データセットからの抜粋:
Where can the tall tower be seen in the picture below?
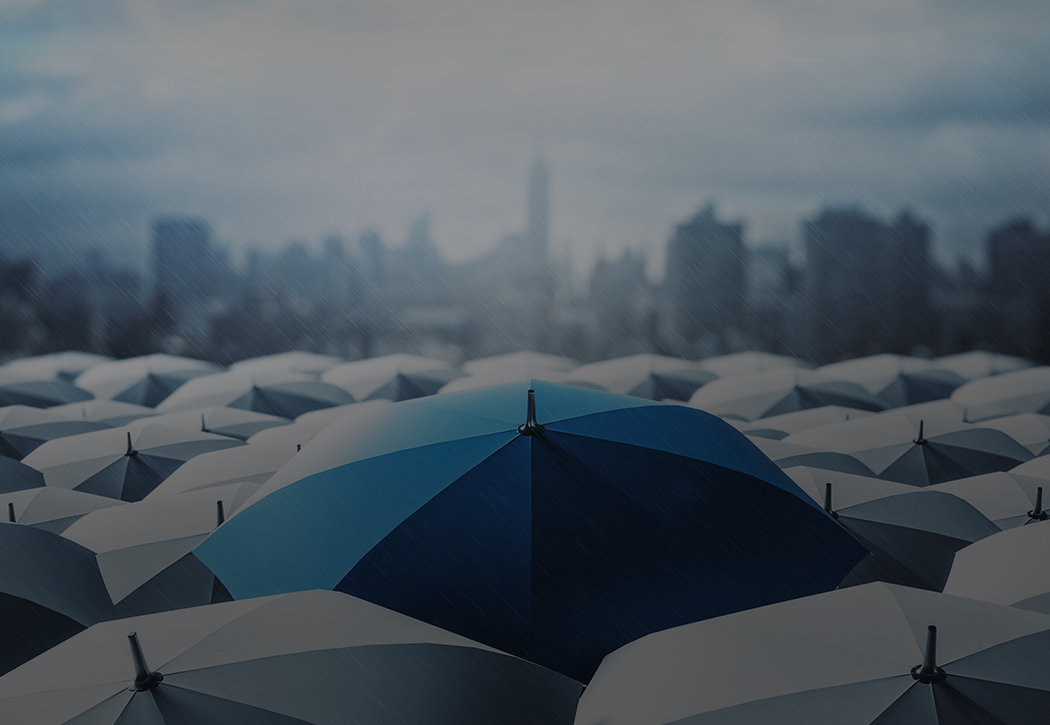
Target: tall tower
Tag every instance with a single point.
(538, 233)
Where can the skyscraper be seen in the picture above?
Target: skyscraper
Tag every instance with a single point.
(538, 231)
(182, 254)
(705, 277)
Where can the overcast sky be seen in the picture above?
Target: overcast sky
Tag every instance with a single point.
(294, 119)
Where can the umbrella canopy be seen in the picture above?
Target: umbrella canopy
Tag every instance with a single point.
(393, 377)
(653, 377)
(979, 364)
(143, 380)
(878, 654)
(554, 531)
(50, 509)
(144, 551)
(521, 365)
(41, 393)
(911, 534)
(747, 363)
(253, 463)
(778, 427)
(280, 394)
(122, 462)
(63, 366)
(1030, 430)
(315, 657)
(1006, 499)
(900, 448)
(912, 537)
(18, 476)
(1006, 568)
(775, 392)
(896, 379)
(1025, 391)
(305, 363)
(232, 422)
(24, 429)
(789, 455)
(291, 438)
(110, 413)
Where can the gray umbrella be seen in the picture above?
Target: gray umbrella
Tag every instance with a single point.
(55, 587)
(313, 657)
(24, 429)
(911, 537)
(1006, 568)
(900, 448)
(280, 394)
(653, 377)
(393, 377)
(17, 476)
(122, 462)
(778, 391)
(789, 455)
(896, 379)
(41, 393)
(143, 380)
(50, 509)
(110, 413)
(873, 655)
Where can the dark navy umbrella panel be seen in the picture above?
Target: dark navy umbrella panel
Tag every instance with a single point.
(621, 518)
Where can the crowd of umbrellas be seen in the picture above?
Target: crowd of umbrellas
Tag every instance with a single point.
(524, 539)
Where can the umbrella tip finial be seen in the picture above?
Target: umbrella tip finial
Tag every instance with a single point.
(144, 679)
(921, 440)
(530, 427)
(827, 500)
(1037, 514)
(928, 672)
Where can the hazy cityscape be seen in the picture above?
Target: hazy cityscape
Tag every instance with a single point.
(868, 285)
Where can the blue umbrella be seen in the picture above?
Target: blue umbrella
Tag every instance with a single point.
(557, 527)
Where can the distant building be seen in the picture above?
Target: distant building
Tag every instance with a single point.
(182, 251)
(705, 283)
(867, 283)
(1019, 289)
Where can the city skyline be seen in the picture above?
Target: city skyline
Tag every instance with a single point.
(301, 120)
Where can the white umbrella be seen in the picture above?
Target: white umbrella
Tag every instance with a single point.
(394, 377)
(1024, 391)
(872, 655)
(320, 658)
(281, 394)
(778, 427)
(1006, 568)
(1031, 430)
(298, 361)
(51, 509)
(747, 363)
(979, 364)
(110, 413)
(232, 422)
(122, 462)
(521, 365)
(898, 380)
(134, 543)
(775, 392)
(900, 448)
(654, 377)
(143, 380)
(24, 429)
(64, 366)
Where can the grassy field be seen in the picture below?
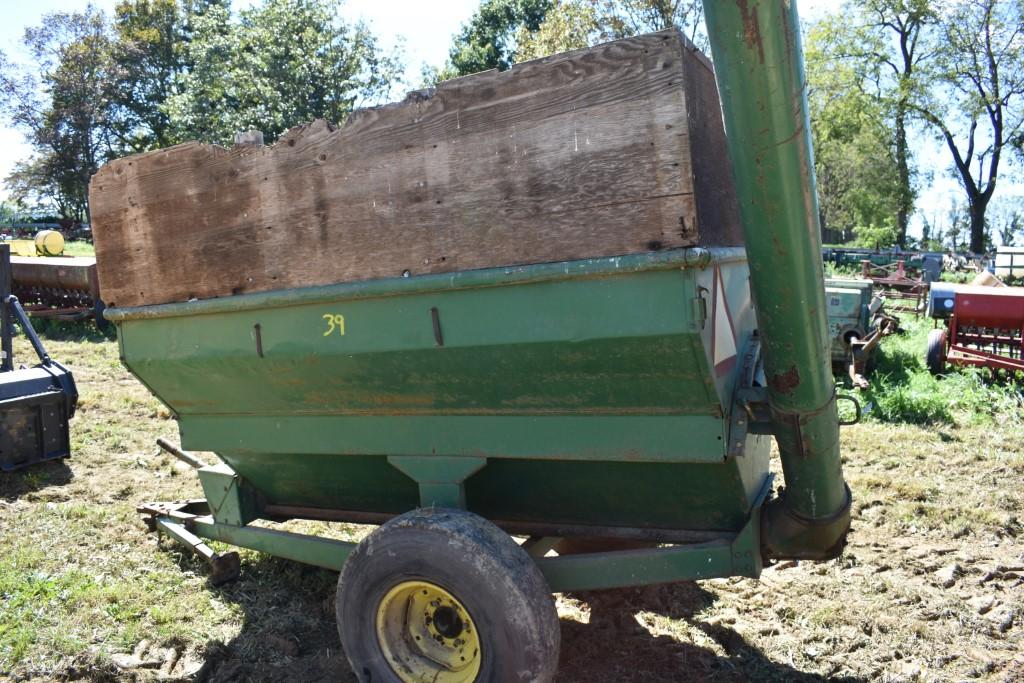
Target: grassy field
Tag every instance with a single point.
(931, 587)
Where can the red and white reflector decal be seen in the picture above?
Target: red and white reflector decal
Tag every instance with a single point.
(723, 332)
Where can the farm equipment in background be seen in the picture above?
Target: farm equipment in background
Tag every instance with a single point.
(929, 264)
(37, 401)
(981, 327)
(905, 290)
(857, 323)
(52, 286)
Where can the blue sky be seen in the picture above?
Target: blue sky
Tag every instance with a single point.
(424, 30)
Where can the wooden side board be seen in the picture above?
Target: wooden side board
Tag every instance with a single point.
(587, 154)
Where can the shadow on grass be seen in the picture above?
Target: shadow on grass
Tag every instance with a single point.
(290, 633)
(33, 478)
(613, 646)
(74, 331)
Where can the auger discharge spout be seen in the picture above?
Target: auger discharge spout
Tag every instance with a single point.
(760, 72)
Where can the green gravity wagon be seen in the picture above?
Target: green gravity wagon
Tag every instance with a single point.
(527, 345)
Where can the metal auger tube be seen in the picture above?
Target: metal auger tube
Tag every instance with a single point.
(760, 72)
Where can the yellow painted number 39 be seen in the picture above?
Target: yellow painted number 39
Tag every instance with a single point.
(334, 322)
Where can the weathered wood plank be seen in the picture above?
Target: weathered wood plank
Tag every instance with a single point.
(583, 155)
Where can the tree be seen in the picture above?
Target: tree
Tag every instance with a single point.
(1006, 220)
(567, 26)
(976, 104)
(506, 32)
(621, 18)
(148, 57)
(488, 39)
(284, 62)
(884, 43)
(856, 165)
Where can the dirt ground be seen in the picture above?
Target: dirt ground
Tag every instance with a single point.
(931, 587)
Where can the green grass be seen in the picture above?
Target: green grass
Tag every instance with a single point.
(903, 391)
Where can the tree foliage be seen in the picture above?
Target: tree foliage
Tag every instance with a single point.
(161, 72)
(65, 108)
(952, 67)
(854, 157)
(975, 102)
(282, 63)
(505, 32)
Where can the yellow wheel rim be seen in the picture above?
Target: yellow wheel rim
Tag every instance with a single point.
(427, 635)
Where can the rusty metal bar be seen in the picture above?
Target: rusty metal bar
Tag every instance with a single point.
(183, 456)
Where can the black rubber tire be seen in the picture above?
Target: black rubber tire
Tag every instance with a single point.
(935, 358)
(501, 587)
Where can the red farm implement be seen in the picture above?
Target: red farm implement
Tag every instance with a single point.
(984, 327)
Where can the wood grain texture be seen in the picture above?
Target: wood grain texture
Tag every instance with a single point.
(582, 155)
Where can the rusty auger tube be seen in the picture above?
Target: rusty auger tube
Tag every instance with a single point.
(760, 71)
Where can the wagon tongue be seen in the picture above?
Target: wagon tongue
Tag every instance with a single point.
(760, 73)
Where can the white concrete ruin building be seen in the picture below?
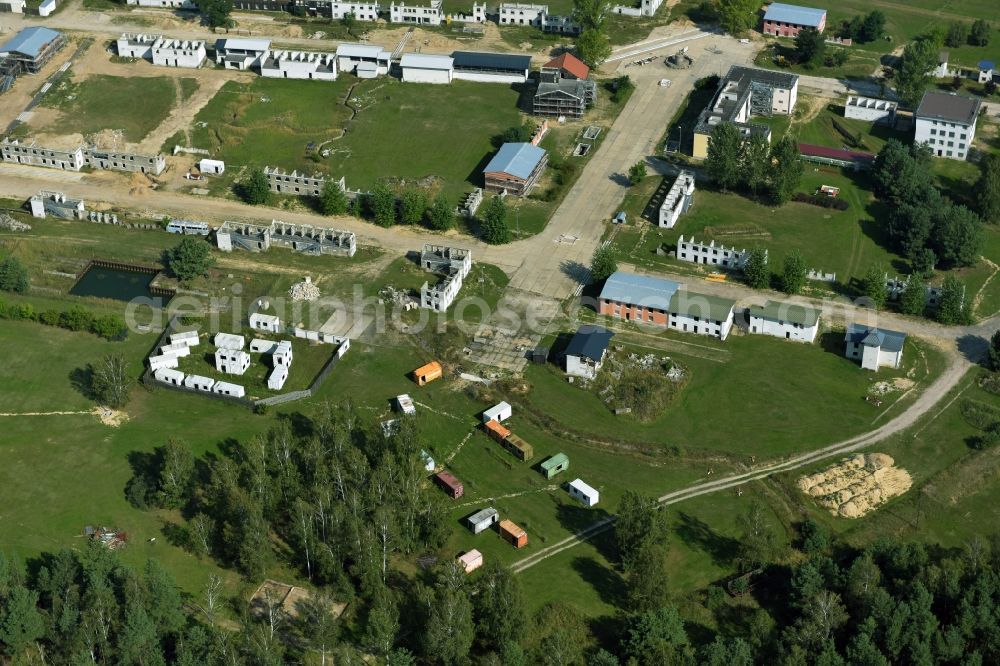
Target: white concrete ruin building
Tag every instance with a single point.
(199, 383)
(363, 60)
(363, 11)
(161, 4)
(517, 13)
(189, 338)
(870, 109)
(58, 204)
(178, 350)
(232, 361)
(454, 263)
(12, 150)
(299, 65)
(162, 361)
(282, 354)
(240, 53)
(276, 380)
(678, 200)
(264, 322)
(162, 51)
(301, 238)
(232, 390)
(229, 341)
(711, 254)
(168, 376)
(429, 14)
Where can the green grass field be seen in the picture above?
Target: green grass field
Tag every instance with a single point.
(402, 131)
(136, 106)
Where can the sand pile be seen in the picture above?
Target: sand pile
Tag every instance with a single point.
(858, 485)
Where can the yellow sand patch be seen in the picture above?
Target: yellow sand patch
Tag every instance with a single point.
(858, 485)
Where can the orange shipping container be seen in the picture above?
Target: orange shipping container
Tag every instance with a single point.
(496, 431)
(427, 373)
(513, 534)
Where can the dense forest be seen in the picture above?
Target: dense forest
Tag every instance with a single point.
(351, 511)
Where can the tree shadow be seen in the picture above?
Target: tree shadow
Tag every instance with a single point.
(576, 271)
(82, 381)
(605, 581)
(696, 533)
(973, 347)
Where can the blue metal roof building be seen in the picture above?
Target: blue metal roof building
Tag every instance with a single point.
(631, 289)
(32, 47)
(515, 168)
(794, 15)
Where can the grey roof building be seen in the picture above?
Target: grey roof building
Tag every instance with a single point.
(874, 347)
(632, 289)
(30, 49)
(515, 168)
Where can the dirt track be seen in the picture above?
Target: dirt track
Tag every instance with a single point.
(930, 397)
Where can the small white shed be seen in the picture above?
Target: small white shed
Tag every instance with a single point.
(159, 362)
(404, 403)
(471, 561)
(212, 167)
(498, 412)
(481, 521)
(263, 322)
(584, 493)
(262, 346)
(189, 338)
(229, 341)
(168, 376)
(179, 349)
(276, 380)
(198, 382)
(225, 388)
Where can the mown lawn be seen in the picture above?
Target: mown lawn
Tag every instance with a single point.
(136, 106)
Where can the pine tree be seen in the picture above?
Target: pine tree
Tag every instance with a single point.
(793, 274)
(440, 215)
(332, 199)
(755, 269)
(873, 286)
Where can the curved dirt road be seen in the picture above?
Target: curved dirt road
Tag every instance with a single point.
(924, 403)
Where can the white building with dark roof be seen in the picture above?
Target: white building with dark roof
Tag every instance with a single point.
(874, 347)
(420, 68)
(947, 123)
(785, 320)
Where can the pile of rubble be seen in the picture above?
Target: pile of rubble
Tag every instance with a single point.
(304, 291)
(858, 485)
(7, 223)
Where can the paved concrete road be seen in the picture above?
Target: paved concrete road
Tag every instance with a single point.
(556, 264)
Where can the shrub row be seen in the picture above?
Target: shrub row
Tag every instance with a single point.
(76, 318)
(822, 202)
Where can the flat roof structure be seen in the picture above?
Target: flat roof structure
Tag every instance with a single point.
(516, 159)
(590, 342)
(30, 42)
(421, 61)
(243, 44)
(882, 338)
(496, 62)
(788, 312)
(779, 12)
(691, 304)
(948, 107)
(649, 292)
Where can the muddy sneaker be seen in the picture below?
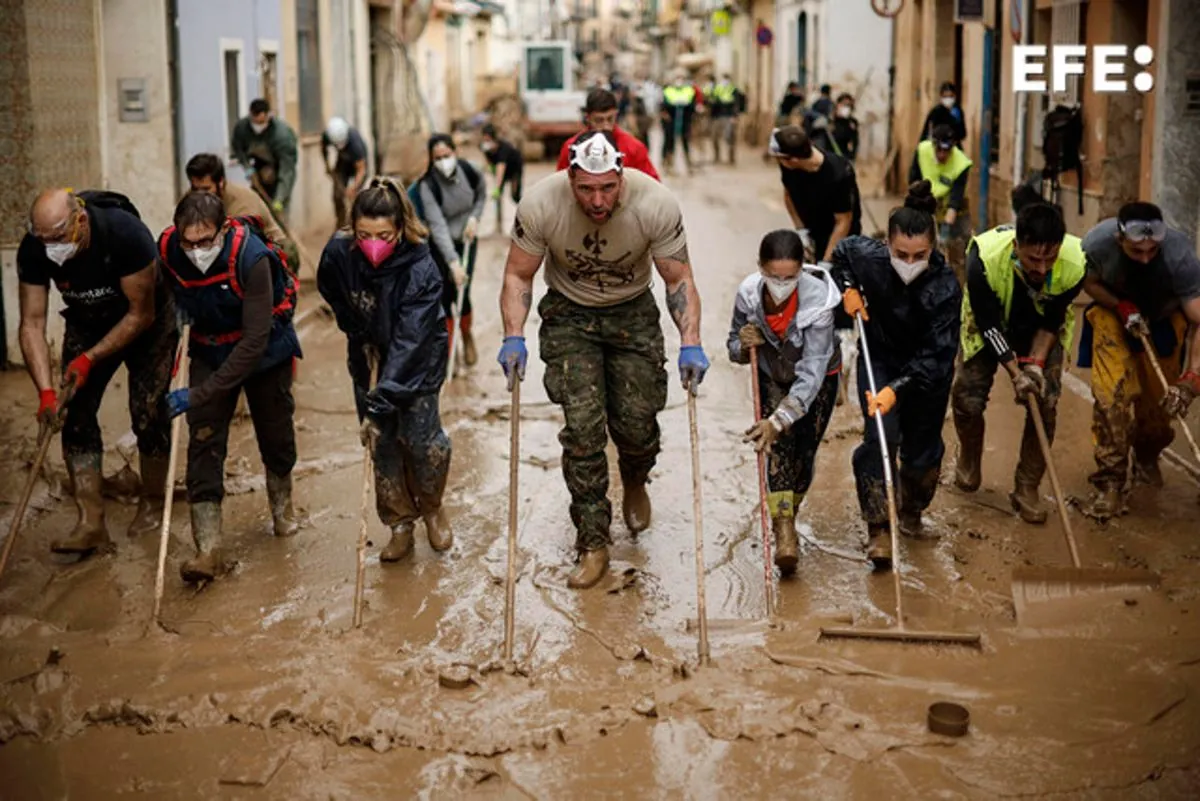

やること: 上の記録のうち、「number」という文字列を含む行を数え、その数だけを答える。

完成した課題: 2